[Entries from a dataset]

* Start *

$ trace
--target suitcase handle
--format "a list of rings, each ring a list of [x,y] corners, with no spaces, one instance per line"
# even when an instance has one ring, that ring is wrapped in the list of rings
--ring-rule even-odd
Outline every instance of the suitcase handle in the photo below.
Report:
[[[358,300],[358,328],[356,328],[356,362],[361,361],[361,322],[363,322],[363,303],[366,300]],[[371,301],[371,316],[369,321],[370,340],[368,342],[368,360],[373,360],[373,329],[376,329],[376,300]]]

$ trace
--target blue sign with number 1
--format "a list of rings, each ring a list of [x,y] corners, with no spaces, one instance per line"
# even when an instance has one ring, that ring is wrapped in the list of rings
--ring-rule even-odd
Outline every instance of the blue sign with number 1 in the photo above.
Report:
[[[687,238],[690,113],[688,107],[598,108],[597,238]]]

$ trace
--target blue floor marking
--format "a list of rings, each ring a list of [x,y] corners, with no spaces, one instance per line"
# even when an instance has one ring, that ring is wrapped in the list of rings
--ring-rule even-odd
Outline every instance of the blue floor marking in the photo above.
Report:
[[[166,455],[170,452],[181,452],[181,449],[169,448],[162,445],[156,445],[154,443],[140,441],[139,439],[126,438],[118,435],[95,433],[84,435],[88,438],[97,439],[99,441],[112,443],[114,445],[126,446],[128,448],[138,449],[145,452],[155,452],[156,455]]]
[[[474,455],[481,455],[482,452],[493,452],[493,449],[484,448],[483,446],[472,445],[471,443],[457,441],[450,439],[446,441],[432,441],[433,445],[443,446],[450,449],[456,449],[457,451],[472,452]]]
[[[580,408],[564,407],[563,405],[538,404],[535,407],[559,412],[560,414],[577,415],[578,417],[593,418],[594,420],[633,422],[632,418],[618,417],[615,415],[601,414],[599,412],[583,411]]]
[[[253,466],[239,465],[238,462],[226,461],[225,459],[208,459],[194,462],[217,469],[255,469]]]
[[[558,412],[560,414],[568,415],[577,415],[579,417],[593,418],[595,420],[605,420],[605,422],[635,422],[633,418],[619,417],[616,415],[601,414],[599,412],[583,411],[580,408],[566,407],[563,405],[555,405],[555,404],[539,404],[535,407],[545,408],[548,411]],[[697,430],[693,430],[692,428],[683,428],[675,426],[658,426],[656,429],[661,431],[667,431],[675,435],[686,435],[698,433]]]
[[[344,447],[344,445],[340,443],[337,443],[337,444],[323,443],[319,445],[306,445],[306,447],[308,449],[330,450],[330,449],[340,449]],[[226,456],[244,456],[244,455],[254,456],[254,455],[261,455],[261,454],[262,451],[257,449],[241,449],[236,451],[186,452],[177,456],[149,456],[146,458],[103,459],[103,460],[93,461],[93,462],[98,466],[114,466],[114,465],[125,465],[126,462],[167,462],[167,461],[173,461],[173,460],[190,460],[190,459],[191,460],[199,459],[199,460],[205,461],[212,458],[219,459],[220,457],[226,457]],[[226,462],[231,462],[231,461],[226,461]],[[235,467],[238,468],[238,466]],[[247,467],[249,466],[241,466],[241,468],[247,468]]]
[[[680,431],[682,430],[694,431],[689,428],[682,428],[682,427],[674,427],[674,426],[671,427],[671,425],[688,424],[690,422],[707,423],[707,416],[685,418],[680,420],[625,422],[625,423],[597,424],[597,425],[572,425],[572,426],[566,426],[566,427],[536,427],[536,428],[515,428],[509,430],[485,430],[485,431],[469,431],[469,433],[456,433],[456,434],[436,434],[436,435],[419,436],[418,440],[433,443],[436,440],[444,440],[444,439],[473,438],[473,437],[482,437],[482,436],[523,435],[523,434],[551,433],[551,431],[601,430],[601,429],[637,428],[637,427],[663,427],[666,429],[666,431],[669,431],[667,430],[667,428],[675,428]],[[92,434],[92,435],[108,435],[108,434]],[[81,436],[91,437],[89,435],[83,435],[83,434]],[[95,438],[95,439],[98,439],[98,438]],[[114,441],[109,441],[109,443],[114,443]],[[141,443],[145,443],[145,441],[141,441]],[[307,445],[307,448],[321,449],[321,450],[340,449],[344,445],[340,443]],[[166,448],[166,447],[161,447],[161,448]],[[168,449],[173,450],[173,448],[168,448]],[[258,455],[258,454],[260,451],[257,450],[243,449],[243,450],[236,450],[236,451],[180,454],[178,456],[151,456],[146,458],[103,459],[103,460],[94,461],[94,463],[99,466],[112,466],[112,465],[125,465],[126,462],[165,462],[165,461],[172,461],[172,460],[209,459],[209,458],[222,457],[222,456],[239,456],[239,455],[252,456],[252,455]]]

* End *

#### Work required:
All of the lines above must be returned exactly.

#### Worked solution:
$ trace
--target suitcase handle
--format "a list of rings, each ring a list of [x,y] corners, with no spaces, one instance per line"
# even when an instance has one ring, that ring is wrapped in the list of rings
--ring-rule even-odd
Outline every instance of the suitcase handle in the photo below.
Report:
[[[358,300],[358,328],[356,328],[356,362],[361,361],[361,322],[363,322],[363,303],[366,300]],[[371,301],[371,316],[369,321],[370,340],[368,342],[368,360],[373,360],[373,329],[376,329],[376,300]]]

$ trace
--target blue sign with number 1
--format "a list of rings, each ring a list of [x,y] corners, with no spaces, one instance per line"
# even when an instance has one ring, that ring is wrapped in the list of rings
--ring-rule even-odd
Outline every instance of the blue sign with number 1 in the photo above.
Report:
[[[687,238],[690,113],[688,107],[598,108],[597,238]]]

$ trace
--target blue floor marking
--format "a list of rings, each ring a list of [x,y] corners, with no spaces, one instance per line"
# even when an instance has one ring, that ring is wrapped in the list of rings
--ring-rule even-odd
Outline every instance of the blue floor marking in the photo above.
Report:
[[[166,455],[170,452],[181,452],[181,449],[169,448],[162,445],[156,445],[154,443],[140,441],[139,439],[126,438],[118,435],[95,433],[84,435],[88,438],[97,439],[99,441],[112,443],[114,445],[126,446],[128,448],[138,449],[145,452],[155,452],[156,455]]]
[[[474,455],[481,455],[482,452],[493,452],[493,449],[484,448],[483,446],[472,445],[471,443],[457,441],[450,439],[446,441],[432,441],[433,445],[443,446],[450,449],[456,449],[457,451],[472,452]]]
[[[580,408],[564,407],[563,405],[538,404],[535,407],[559,412],[560,414],[577,415],[578,417],[593,418],[594,420],[633,422],[632,418],[618,417],[615,415],[601,414],[599,412],[583,411]]]
[[[253,466],[239,465],[238,462],[226,461],[225,459],[208,459],[194,462],[217,469],[255,469]]]
[[[558,412],[560,414],[568,415],[577,415],[579,417],[593,418],[595,420],[605,420],[605,422],[635,422],[633,418],[619,417],[616,415],[601,414],[599,412],[583,411],[580,408],[566,407],[563,405],[555,405],[555,404],[539,404],[535,407],[545,408],[548,411]],[[697,430],[693,430],[692,428],[683,428],[675,426],[658,426],[656,429],[661,431],[667,431],[675,435],[686,435],[698,433]]]
[[[344,447],[344,445],[340,443],[337,443],[337,444],[323,443],[319,445],[306,445],[306,447],[308,449],[330,450],[330,449],[340,449]],[[226,456],[244,456],[244,455],[254,456],[254,455],[261,455],[261,454],[262,451],[257,449],[241,449],[236,451],[186,452],[177,456],[149,456],[146,458],[103,459],[103,460],[93,461],[93,462],[98,466],[114,466],[114,465],[125,465],[126,462],[167,462],[167,461],[173,461],[173,460],[190,460],[190,459],[191,460],[199,459],[199,460],[205,461],[212,458],[219,459],[220,457],[226,457]],[[226,462],[231,462],[231,461],[226,461]],[[235,467],[238,468],[238,466]],[[247,467],[249,466],[241,466],[241,468],[247,468]]]
[[[680,431],[682,430],[694,431],[689,428],[682,428],[682,427],[674,427],[674,426],[671,427],[671,425],[688,424],[690,422],[707,423],[707,416],[685,418],[680,420],[625,422],[625,423],[597,424],[597,425],[572,425],[572,426],[566,426],[566,427],[536,427],[536,428],[515,428],[509,430],[485,430],[485,431],[469,431],[469,433],[456,433],[456,434],[436,434],[436,435],[419,436],[418,440],[433,443],[436,440],[444,440],[444,439],[473,438],[473,437],[482,437],[482,436],[523,435],[523,434],[551,433],[551,431],[601,430],[601,429],[637,428],[637,427],[663,427],[666,429],[666,431],[669,431],[667,430],[667,428],[675,428]],[[92,434],[92,435],[108,435],[108,434]],[[81,436],[91,437],[89,435],[83,435],[83,434]],[[95,438],[95,439],[98,439],[98,438]],[[114,441],[109,441],[109,443],[114,443]],[[141,443],[145,443],[145,441],[141,441]],[[307,445],[307,448],[321,449],[321,450],[340,449],[344,445],[340,443]],[[166,448],[166,447],[161,447],[161,448]],[[168,449],[173,450],[173,448],[168,448]],[[258,455],[258,454],[260,451],[257,450],[243,449],[243,450],[236,450],[236,451],[180,454],[178,456],[151,456],[146,458],[103,459],[103,460],[94,461],[94,463],[99,466],[112,466],[112,465],[125,465],[126,462],[165,462],[165,461],[172,461],[172,460],[209,459],[209,458],[222,457],[222,456],[239,456],[239,455],[252,456],[252,455]]]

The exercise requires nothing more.